■ O QUE FAZER ■
Transcreva sem nenhuma alteração o trecho do texto sobre a restauração do museu que vai de "Para isso, foram" a "Mauá à instituição.".

■ TEXTO DA PÁGINA ■

§ §

A equipe de restauração também prima pela integração do museu com a Estação da Luz e o entorno do centro de São Paulo —que, nos últimos anos, viu a Cracolândia expandir-se e a insegurança aumentar—, conta Basto. "Esse prédio, em sua concepção, foi feito para inglês ver. Foi projetado para esconder, por exemplo, o terminal de trens e a gente que circula pela estação", critica. "Temos trabalhado com instituições que atendem a população do centro, inclusive a população de rua, e percebemos que eles não se sentiam pertencentes ao espaço. Isso é algo que queremos mudar. Pensamos acessibilidade para além da mobilidade, queremos que o museu seja o mais acessível possível para todos".
Para isso, foram quebradas algumas paredes e arcos da Estação da Luz, para que os passageiros que circulam por ali vejam diretamente o museu. A CPTM (Companhia Paulista de Trens Metropolitanos) cedeu três de suas passarelas para dar acesso direto da Rua Mauá à instituição.
"Trabalhamos com o tripé arquitetura, museografia e conteúdo. Um das galerias principais tem o tamanho exato de um trem, então projetamos um na parede. Agora, nesse espaço, construiremos a Rua da Língua, com um conteúdo que mostra como o idioma toma conta e se transforma nas ruas", explica Basto. A ideia, diz ela, foi do ensaísta, músico e professor de Literatura Brasileira José Miguel Wisnik.

§ §

■ DADOS FORNECIDOS ■
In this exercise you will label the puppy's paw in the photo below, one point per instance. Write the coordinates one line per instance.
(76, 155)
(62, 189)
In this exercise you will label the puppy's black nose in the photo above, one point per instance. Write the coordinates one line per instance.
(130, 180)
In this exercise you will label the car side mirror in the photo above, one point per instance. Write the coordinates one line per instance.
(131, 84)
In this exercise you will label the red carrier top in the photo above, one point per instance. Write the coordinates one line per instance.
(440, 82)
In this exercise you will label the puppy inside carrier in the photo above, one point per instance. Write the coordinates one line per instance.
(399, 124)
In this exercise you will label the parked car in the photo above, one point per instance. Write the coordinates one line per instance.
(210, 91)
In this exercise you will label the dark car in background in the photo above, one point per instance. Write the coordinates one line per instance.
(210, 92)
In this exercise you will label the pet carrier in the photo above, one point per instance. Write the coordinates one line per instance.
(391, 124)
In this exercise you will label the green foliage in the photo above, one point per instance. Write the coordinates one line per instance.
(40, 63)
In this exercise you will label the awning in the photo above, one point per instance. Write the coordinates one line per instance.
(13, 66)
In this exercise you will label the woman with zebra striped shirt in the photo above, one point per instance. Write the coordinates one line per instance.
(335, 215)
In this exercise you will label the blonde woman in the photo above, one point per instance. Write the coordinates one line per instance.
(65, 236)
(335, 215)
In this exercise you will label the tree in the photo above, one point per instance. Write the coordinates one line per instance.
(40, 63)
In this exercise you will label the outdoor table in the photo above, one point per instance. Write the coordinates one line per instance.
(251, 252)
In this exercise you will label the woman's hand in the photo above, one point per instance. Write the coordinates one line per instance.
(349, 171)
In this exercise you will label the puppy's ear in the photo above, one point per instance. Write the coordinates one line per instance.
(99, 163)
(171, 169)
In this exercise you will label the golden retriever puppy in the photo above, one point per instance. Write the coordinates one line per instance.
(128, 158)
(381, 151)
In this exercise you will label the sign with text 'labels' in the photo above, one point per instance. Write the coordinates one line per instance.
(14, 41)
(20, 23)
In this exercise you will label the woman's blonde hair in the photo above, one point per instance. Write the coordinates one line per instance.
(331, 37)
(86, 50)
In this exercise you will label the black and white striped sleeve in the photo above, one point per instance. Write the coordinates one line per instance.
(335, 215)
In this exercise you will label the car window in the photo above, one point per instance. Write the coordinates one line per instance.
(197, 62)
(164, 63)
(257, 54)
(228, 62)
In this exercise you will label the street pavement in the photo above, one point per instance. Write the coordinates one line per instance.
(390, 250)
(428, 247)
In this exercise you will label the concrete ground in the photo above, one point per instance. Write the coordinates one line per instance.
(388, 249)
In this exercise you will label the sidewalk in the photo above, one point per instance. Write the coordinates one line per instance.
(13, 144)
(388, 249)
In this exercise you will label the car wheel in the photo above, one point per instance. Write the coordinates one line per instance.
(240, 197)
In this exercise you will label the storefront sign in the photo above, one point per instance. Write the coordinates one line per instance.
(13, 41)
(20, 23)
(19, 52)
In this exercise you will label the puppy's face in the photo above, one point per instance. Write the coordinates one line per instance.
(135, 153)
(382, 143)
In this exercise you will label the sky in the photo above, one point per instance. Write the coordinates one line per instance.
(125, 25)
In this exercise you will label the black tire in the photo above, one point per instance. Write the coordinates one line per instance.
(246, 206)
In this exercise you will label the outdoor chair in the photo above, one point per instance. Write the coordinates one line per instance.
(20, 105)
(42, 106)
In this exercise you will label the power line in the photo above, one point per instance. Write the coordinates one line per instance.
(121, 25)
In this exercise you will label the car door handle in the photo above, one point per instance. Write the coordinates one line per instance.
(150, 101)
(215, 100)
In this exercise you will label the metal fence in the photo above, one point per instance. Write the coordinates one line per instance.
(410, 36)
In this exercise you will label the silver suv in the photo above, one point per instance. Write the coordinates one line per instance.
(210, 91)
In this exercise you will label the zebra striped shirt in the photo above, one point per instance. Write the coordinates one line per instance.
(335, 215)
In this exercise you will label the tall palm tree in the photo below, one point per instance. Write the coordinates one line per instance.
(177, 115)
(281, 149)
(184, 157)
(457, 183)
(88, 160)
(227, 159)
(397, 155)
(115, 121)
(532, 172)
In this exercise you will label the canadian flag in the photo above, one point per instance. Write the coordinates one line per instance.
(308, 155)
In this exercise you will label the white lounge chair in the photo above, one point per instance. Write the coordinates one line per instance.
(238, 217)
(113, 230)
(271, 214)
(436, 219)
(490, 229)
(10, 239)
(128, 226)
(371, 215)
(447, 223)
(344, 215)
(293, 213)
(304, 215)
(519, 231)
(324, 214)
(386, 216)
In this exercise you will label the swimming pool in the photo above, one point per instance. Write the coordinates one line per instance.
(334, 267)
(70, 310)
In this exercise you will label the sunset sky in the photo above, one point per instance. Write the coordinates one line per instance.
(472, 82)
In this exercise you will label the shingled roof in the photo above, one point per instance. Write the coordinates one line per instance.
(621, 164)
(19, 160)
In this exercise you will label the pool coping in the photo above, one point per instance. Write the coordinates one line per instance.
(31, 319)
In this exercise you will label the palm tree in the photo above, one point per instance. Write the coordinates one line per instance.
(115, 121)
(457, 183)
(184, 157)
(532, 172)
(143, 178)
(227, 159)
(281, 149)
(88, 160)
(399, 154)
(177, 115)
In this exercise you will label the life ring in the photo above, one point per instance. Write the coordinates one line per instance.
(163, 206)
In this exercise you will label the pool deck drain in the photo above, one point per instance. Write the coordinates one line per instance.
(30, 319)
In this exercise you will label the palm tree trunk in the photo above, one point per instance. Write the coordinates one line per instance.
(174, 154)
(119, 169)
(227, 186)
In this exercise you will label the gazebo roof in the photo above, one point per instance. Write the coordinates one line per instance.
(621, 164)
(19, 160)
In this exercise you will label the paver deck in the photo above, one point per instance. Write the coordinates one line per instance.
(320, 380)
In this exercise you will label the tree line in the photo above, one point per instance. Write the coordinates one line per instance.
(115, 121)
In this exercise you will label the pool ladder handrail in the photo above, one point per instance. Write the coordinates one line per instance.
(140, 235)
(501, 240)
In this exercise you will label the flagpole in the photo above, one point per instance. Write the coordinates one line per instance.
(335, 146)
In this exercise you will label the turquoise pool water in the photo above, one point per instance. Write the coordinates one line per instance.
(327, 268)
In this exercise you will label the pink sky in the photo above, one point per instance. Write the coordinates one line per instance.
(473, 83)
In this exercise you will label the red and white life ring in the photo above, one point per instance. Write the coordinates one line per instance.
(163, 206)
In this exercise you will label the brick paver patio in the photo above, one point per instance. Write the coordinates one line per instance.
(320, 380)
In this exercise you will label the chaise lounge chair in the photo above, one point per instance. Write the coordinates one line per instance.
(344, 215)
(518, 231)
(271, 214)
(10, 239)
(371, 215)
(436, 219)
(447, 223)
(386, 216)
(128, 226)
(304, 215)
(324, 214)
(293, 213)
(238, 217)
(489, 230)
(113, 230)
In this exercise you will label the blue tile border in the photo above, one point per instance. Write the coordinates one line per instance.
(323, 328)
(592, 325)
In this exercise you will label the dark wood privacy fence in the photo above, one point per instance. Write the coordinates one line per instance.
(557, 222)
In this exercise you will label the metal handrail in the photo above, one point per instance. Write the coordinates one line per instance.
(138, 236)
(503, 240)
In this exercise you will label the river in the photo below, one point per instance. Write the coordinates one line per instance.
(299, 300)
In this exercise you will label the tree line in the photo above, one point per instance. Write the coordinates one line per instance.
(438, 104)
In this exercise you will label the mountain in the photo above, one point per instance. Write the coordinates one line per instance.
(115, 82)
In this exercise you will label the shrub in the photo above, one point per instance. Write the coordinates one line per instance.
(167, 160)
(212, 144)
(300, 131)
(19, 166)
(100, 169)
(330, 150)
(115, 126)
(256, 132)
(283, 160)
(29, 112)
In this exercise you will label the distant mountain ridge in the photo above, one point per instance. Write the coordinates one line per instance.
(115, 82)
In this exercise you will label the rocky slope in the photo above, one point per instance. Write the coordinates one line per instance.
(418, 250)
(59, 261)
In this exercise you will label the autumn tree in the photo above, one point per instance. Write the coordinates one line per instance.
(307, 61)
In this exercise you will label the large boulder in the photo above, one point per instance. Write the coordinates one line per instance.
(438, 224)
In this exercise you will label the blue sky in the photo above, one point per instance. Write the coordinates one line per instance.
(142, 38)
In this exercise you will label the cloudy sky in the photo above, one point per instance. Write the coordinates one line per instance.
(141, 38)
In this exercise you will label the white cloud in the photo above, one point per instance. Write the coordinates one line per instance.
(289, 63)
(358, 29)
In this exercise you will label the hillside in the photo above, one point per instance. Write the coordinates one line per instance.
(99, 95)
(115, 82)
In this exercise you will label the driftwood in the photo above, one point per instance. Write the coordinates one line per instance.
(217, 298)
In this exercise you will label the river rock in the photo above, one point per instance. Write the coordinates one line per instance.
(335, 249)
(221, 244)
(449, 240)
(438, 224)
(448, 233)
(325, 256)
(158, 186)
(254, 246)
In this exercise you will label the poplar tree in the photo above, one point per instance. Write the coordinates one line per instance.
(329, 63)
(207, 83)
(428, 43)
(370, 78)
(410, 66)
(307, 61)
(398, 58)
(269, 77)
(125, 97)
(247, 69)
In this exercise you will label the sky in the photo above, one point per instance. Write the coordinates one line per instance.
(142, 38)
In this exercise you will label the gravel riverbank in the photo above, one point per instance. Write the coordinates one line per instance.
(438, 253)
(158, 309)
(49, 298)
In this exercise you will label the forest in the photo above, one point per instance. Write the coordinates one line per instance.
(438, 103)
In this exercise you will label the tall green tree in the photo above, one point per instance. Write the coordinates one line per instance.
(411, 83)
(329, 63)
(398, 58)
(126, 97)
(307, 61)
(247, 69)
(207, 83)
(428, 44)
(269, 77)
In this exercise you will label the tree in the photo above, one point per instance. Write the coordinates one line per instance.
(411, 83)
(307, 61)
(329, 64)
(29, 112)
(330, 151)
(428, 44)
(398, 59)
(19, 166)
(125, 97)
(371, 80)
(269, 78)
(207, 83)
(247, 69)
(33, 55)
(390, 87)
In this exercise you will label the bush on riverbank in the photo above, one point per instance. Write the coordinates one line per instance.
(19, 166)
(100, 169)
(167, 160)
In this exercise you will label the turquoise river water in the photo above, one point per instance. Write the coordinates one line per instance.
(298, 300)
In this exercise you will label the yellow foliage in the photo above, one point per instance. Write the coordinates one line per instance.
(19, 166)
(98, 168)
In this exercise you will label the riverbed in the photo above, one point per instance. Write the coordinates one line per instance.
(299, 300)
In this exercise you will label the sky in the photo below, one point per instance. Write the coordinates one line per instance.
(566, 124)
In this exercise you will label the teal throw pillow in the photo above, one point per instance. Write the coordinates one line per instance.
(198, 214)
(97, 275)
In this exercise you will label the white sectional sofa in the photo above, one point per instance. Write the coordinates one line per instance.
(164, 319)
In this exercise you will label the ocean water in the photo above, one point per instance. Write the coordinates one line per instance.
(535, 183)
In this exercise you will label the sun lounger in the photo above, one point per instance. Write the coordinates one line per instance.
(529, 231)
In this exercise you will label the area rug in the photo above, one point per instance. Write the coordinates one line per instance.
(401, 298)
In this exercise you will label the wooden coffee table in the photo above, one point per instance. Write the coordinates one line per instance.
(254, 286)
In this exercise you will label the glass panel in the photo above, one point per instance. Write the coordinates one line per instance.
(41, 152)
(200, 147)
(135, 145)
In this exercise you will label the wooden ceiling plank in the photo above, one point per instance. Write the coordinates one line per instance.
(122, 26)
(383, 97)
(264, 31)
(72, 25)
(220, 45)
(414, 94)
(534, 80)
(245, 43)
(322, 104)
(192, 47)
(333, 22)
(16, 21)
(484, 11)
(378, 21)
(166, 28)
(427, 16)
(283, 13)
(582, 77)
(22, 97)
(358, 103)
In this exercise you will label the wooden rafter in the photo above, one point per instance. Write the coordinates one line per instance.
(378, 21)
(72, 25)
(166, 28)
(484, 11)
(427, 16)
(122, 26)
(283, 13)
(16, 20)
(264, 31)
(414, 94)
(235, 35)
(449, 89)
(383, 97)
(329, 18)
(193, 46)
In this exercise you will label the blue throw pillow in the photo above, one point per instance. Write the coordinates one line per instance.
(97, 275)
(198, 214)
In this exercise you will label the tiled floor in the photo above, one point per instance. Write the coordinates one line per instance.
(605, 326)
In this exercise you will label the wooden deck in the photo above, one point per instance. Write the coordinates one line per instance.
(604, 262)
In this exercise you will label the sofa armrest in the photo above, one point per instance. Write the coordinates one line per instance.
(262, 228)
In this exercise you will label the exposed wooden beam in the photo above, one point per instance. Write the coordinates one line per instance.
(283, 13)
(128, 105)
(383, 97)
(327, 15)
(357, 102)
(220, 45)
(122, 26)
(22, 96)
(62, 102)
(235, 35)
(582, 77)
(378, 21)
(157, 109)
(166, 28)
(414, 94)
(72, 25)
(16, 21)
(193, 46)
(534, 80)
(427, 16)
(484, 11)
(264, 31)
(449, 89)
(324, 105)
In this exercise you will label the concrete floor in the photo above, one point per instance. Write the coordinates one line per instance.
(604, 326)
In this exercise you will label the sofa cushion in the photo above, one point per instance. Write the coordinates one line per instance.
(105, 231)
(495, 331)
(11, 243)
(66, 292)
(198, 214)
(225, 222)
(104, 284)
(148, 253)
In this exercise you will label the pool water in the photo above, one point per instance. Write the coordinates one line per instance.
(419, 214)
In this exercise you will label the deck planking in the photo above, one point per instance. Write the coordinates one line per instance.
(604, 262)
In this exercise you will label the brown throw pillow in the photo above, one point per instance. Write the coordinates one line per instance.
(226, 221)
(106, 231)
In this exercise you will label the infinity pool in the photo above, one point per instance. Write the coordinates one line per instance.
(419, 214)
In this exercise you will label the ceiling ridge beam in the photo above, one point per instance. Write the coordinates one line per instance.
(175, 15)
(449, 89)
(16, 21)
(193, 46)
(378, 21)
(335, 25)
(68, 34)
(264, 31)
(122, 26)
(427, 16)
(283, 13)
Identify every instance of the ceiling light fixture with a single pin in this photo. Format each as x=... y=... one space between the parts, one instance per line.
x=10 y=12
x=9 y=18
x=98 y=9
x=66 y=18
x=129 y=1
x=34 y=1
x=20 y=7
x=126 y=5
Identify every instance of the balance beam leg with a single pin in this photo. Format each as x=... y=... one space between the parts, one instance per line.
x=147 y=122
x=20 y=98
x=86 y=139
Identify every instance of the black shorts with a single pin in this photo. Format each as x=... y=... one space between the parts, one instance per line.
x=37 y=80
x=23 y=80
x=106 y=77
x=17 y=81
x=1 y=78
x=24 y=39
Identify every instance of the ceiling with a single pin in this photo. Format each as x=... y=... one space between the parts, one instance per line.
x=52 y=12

§ §

■ CAMPO DE RESPOSTA ■
Para isso, foram quebradas algumas paredes e arcos da Estação da Luz, para que os passageiros que circulam por ali vejam diretamente o museu. A CPTM (Companhia Paulista de Trens Metropolitanos) cedeu três de suas passarelas para dar acesso direto da Rua Mauá à instituição.